# Heat-sink on Curtis Controller



## Moltenmetal (Mar 20, 2014)

You need to mount it to a heatsink of some sort unless you want to limit peak currents considerably. I have mine mounted to a large aluminum plate with the heatsink below it, with a muffin fan mounted to the heatsink's lower surface. No problems with excessive temperature, despite the fact that the heatsink fins are pointed downward.


----------



## GoElectric (Nov 15, 2015)

Hi MM,

Thanks. I think it is such a silly design to have the fins on the bottom.

AND a fan, you say?


----------



## Moltenmetal (Mar 20, 2014)

Yes, a fan to counteract the bad orientation of the fins, otherwise I agree- the fins do little useful! But with just a muffin fan blowing air through the fins, their orientation is no longer any kind of problem- local air velocity next to the fins drives down the fin temperature to near ambient and makes them quite effective.

Remember that you'll come roaring off a highway exit to a dead stop on a hot day someday, then want to peel out from that stop- without relying solely on the heat capacity of the controller to handle the peaks in heat generation. The semiconductors in that controller are too spendy to risk cooking them.


----------



## Caps18 (Jun 8, 2008)

There are a lot of things they should have built in to this controller. Contactors, fuses, key relay, shunts... It would be nice if all I had to do is hook up the high voltage DC battery and the AC motor wires, along with all of the other control wires.

But, it isn't that bad that I wouldn't use it again. And I will be happy with it if my wiring all works.


----------



## GoElectric (Nov 15, 2015)

I love this website - good practical advice. 

I had to ask because it didn't make sense they would design a controller that way.

I guess if one did the math on 500 amps at 120V and 10-15% losses.....
That's almost 1000 watts, so - yeah, it will heat-up pret-ty fast.

While we are at it, one place I was thinking of putting the controller is behind the grill - I kind-of nixed that idea because it is a vulnerable spot, but I was wondering: just how important is it to keep the 3-phase wires short? I hear there is a fair bit of EMF?

Oh, that leads me to another question: how DOES that controller work anyways? Does it vary the amplitude of the AC output, or does it chop the waveforms?

Thanks.


----------



## Coulomb (Apr 22, 2009)

GoElectric said:


> Oh, that leads me to another question: how DOES that controller work anyways? Does it vary the amplitude of the AC output, or does it chop the waveforms?


It does chopping (Pulse Width Modulation) to generate three AC waveforms. It varies the amplitude and frequency of the output to cause the motor to drive or regenerate. There is some complex maths in there to calculate various vectors and so on.


----------



## GoElectric (Nov 15, 2015)

Hi. That explains the EMF then!


----------



## Moltenmetal (Mar 20, 2014)

——

* **What this exercise asks**:
1 – In the heat-sink thread, rewrite the passage from "There are a" to "controller that way.", putting "cabling" in place of "wiring".
2 – Answer these questions from the heat-sink thread:
(a) What does Moltenmetal have the controller mounted to?
(b) Where was GoElectric thinking of putting the controller?
(c) What method does the controller use to generate three AC waveforms?
3 – Go on with the heat-sink thread from the point where it stops.
The lines that follow are not needed for any of this.

* **Dataset excerpt**:

——

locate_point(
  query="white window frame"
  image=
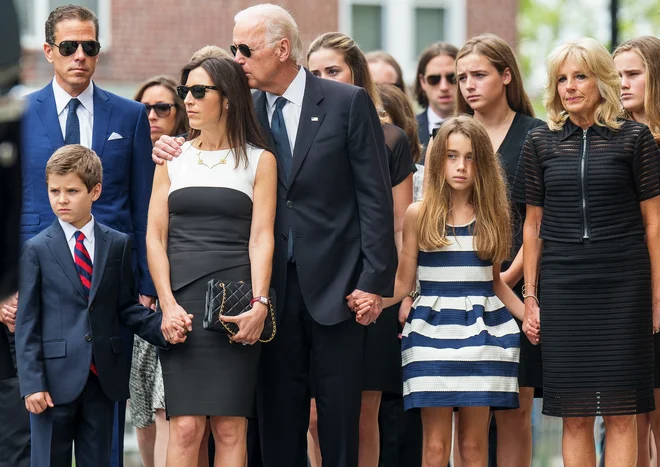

——

* **Answers below**:
1 –
There are a lot of things they should have built in to this controller. Contactors, fuses, key relay, shunts... It would be nice if all I had to do is hook up the high voltage DC battery and the AC motor wires, along with all of the other control wires.

But, it isn't that bad that I wouldn't use it again. And I will be happy with it if my cabling all works.


----------



## GoElectric (Nov 15, 2015)

I love this website - good practical advice. 

I had to ask because it didn't make sense they would design a controller that way.

2 –
(a) A large aluminum plate with the heatsink below it.
(b) Behind the grill.
(c) Chopping (Pulse Width Modulation).

3 –
Caps18: I'm very glad they didn't incorporate anything of the sort you're describing INTO the controller. Because the mechanical crap like the contactor is outside the controller, I can easily replace it when it fails- as others have had to do. Apparently HPEVS went through a batch of bad contactors... A very little easy wiring is a small price to pay for user-maintainability...from what I've seen, getting into the controller's case is no picnic, so you definitely don't want to have to disassemble it if you don't have to. The controller as designed is very high ingress protection (IP) rating, with just one big sealed connector and some terminal posts extending through the case. That can't help but improve its durability in an auto environment.

Same with the heat sink: by keeping the form of the controller as small as possible, you get options for mounting. Don't have room for a heatsink and a fan? Or live somewhere really hot? You can add a liquid chill plate instead. Want to mount it upside down? I presume you can do so- as long as you have a means to see the status LEDs.

You can estimate the average dissipation from the performance data given in the Curtis datasheet, and they don't lose anywhere near 10-15% of the input energy for sure. Thank goodness, because 500 A x 120 V is 60 kW, and 10% of that is 6 kW, not 1000 W...

At the risk of being a Curtis fanboy, I can say that I think HPEVS's implementation of that controller for vehicle applications is excellent, with only a minor glitch in my software version to complain about so far- one which is only a problem because I don't want to splash out on a programmer. Mine has only been driving for a year, but so far, so good!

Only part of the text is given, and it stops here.